+++ Input records

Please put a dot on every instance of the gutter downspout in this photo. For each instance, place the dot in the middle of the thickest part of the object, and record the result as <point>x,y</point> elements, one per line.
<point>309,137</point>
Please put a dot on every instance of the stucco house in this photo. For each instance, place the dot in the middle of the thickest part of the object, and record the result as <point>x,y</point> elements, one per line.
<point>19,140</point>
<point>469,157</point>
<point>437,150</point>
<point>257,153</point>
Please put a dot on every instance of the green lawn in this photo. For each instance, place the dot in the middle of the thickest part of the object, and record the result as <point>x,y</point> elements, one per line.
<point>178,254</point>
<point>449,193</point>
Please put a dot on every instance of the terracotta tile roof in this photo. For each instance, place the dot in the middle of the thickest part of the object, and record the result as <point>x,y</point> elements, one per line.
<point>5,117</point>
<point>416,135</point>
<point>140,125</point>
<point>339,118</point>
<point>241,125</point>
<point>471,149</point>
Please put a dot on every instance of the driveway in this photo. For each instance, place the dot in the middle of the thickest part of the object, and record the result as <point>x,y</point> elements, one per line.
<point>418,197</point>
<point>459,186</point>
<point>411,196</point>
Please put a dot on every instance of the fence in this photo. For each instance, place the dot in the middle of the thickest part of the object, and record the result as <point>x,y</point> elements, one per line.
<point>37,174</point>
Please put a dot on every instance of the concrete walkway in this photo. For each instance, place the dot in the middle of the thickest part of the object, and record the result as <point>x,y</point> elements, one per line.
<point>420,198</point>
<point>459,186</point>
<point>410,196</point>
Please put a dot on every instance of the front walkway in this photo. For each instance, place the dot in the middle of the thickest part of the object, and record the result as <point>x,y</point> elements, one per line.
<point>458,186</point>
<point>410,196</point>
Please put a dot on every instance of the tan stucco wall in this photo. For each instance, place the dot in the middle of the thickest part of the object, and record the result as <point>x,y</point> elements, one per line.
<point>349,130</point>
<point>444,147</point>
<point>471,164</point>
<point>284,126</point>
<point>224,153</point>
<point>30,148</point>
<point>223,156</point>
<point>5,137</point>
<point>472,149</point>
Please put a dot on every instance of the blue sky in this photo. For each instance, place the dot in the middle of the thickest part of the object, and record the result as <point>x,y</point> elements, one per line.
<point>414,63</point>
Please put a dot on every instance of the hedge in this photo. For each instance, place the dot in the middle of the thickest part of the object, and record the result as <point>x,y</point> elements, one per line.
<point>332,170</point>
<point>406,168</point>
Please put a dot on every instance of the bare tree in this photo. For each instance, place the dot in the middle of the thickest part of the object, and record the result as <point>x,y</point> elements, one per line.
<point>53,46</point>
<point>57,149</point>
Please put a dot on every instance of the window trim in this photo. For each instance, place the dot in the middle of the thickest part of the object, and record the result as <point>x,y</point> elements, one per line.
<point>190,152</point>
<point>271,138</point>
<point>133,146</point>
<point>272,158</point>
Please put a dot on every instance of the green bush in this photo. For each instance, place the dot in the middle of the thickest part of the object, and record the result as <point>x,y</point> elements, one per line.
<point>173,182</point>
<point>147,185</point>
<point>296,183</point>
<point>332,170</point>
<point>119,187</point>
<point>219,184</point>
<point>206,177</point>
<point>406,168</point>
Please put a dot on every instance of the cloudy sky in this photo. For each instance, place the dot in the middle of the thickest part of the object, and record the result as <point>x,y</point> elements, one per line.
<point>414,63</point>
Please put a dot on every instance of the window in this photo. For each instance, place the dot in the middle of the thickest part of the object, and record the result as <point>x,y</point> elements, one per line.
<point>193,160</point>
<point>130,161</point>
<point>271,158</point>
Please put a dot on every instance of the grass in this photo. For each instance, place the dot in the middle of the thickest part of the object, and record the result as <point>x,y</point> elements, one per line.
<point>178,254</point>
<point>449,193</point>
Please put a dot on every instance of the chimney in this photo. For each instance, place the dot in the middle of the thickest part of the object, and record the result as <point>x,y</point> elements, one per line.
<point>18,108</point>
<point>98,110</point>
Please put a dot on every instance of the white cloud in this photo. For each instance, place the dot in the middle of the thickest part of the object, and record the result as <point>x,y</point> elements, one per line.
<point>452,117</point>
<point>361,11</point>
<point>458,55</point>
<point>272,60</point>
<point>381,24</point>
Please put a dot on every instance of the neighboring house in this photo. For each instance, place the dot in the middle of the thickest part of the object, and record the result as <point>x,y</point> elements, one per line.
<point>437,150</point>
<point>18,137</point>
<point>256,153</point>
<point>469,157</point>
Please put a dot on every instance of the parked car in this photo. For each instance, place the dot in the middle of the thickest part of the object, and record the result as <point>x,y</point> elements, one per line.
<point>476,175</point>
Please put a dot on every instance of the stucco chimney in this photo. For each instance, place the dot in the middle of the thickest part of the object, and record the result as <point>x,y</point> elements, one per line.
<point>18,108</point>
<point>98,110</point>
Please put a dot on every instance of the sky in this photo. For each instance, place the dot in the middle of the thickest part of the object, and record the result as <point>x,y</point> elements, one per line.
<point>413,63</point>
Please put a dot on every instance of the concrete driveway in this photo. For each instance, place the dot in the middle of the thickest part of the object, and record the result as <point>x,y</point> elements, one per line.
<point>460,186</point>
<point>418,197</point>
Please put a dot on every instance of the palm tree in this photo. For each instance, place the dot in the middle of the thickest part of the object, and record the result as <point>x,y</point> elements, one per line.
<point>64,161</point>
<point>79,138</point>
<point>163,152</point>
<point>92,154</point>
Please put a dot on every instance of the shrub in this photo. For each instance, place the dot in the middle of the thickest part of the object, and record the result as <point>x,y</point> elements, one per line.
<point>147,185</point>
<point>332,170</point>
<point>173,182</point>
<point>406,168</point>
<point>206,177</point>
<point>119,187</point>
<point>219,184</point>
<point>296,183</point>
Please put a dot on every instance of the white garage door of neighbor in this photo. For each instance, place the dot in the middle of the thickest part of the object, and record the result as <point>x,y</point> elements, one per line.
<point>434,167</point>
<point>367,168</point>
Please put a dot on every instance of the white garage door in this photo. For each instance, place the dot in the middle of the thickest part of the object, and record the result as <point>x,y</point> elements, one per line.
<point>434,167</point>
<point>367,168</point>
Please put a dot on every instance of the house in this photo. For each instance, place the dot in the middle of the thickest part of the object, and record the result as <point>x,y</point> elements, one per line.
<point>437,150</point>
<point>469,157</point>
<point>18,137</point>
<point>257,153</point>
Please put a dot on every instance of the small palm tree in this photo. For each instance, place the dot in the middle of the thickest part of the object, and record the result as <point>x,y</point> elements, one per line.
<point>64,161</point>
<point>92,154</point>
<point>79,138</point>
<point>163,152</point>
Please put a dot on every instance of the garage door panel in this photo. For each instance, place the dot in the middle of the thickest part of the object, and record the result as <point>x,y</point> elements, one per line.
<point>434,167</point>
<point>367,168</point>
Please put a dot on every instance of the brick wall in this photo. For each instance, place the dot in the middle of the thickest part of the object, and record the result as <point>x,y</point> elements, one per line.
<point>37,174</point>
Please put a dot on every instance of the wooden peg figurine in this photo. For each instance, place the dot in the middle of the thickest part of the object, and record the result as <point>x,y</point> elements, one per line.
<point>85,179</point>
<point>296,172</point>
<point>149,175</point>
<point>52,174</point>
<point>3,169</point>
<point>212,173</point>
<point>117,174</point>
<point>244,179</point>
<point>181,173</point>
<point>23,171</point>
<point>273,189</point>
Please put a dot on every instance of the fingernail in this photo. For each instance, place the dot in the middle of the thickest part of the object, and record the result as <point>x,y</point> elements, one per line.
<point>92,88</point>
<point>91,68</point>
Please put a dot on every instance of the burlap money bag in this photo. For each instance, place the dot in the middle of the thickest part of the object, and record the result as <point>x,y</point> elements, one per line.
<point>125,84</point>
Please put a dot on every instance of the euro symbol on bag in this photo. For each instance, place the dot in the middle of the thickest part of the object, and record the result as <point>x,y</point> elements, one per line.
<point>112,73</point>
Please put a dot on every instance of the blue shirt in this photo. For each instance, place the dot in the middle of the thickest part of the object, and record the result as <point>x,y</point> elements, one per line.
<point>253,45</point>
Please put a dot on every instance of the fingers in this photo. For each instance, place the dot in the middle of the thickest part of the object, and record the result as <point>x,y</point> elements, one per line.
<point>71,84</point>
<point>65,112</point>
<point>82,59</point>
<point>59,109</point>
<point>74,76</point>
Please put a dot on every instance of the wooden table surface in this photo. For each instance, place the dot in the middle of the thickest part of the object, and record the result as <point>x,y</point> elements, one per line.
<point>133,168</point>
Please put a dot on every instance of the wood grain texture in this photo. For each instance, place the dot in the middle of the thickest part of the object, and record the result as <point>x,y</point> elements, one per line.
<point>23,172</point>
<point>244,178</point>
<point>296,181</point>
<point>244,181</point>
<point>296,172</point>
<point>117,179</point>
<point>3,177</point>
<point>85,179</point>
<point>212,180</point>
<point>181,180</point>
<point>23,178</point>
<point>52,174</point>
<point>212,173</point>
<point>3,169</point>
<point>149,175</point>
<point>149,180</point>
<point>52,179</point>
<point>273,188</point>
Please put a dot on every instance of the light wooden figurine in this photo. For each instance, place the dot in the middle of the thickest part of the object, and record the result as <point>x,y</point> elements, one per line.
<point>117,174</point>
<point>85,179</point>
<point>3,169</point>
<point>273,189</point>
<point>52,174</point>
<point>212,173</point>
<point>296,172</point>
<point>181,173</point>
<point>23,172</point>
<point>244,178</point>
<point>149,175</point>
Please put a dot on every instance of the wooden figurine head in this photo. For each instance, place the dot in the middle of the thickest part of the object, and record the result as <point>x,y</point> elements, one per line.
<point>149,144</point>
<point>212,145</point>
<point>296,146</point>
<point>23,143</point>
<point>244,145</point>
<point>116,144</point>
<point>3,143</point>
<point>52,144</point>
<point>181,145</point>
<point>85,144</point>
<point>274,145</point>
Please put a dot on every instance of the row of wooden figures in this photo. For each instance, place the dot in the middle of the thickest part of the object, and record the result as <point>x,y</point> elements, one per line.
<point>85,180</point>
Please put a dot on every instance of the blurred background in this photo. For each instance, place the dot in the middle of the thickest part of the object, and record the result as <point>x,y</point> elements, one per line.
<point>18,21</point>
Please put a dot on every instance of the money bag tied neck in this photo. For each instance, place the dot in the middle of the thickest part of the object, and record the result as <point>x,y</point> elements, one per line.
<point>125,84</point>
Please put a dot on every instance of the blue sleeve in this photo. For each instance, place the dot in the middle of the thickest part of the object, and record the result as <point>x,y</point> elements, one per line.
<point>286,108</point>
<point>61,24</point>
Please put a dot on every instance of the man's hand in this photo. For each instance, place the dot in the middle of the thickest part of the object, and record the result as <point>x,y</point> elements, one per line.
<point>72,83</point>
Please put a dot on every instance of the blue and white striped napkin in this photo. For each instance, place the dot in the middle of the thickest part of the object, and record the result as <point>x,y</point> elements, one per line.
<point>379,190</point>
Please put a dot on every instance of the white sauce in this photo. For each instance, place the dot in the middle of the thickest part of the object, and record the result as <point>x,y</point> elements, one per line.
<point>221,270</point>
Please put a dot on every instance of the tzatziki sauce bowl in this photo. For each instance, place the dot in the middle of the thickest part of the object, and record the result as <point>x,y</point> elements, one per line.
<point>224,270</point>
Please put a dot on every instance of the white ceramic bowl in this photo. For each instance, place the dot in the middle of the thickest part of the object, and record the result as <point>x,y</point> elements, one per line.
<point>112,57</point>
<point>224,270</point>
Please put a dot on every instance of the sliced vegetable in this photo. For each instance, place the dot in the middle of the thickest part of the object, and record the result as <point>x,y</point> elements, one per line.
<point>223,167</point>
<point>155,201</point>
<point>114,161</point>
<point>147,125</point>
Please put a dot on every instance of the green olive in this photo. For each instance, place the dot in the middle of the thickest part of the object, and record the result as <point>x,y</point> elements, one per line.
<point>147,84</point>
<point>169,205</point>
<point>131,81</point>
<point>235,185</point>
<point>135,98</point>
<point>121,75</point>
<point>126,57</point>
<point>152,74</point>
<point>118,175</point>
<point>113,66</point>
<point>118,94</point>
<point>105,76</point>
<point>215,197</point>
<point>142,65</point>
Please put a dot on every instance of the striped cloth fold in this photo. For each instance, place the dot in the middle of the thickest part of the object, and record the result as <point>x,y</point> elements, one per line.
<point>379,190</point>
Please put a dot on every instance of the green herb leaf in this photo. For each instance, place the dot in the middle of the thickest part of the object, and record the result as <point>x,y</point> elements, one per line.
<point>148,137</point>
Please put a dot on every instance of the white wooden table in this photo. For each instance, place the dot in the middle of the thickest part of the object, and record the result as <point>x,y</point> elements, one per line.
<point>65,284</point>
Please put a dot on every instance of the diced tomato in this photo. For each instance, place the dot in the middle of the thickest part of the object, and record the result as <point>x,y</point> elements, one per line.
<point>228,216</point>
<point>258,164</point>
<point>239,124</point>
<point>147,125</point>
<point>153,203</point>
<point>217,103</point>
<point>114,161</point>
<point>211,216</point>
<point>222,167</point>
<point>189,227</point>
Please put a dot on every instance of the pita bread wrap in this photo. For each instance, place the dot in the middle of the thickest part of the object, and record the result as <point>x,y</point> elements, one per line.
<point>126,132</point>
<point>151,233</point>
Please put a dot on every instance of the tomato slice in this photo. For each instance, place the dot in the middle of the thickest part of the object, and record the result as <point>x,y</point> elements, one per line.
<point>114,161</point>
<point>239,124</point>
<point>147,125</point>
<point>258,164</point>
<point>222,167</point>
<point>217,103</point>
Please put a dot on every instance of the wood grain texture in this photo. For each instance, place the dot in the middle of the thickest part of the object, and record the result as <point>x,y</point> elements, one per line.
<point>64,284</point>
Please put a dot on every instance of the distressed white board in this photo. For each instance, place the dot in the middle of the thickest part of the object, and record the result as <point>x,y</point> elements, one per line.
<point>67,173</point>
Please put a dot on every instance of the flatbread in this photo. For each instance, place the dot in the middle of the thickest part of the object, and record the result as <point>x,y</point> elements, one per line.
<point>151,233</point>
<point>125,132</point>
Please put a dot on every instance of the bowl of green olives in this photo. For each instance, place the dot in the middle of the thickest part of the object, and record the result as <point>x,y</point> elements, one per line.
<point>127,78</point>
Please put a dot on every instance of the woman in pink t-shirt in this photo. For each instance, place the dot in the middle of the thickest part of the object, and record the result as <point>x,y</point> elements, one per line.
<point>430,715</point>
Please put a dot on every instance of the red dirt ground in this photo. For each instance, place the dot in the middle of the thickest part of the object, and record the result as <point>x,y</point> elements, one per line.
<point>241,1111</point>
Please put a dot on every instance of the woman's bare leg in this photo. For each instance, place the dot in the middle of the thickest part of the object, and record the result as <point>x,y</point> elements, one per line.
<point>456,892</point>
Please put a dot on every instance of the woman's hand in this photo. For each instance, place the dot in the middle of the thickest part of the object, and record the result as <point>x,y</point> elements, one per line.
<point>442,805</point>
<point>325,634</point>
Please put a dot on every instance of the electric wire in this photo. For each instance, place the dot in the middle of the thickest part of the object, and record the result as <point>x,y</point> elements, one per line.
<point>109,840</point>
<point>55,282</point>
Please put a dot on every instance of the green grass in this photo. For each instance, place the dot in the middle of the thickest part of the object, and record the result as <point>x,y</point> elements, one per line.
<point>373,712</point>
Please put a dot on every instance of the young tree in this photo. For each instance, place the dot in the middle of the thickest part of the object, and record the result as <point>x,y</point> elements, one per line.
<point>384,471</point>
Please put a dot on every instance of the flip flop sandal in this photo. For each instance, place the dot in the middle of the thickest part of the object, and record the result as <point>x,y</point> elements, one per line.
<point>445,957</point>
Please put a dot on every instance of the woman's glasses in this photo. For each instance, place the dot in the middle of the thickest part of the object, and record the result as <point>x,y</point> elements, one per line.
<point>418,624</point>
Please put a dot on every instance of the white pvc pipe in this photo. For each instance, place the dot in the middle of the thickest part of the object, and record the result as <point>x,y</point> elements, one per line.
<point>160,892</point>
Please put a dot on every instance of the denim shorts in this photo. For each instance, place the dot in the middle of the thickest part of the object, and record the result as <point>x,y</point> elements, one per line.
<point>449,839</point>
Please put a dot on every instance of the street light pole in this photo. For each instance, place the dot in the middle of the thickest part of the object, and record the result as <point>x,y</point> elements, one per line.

++++++

▸ **About this exercise**:
Once the line with "Please put a dot on every instance of the young" is found, write out that line and every one after it through the last line of the records, exactly and with nothing else.

▸ **Solution to the exercise**:
Please put a dot on every instance of the young tree in this photo. For each instance, place the dot in the middle of the thickest part of the object, and record the result as <point>x,y</point> elements, one per line.
<point>384,471</point>
Please put a dot on every instance of the flip flop sandal in this photo. For each instance, place the dot in the middle of the thickest part of the object, and record the result as <point>x,y</point> elements, one per line.
<point>445,957</point>
Please put a dot on every instance of the woman's glasses in this photo. For each instance, place the dot in the middle of the thickest part of the object, and record the result as <point>x,y</point> elements, one per line.
<point>418,624</point>
Please put a dot on every instance of the white pvc pipe in this photo. For each instance, place the dot in the middle of the thickest part of the object, and record the result as <point>x,y</point> elements, one per line.
<point>160,892</point>
Please put a dot on every instance of the denim shorts in this photo. For each instance, place the dot in the middle of the thickest part of the object, and record the result as <point>x,y</point> elements, one per line.
<point>449,839</point>
Please put a dot on every instance of the street light pole in this photo. For each instance, place the dot in the middle of the thickest part of the object, and record the result as <point>x,y</point> elements, one per line.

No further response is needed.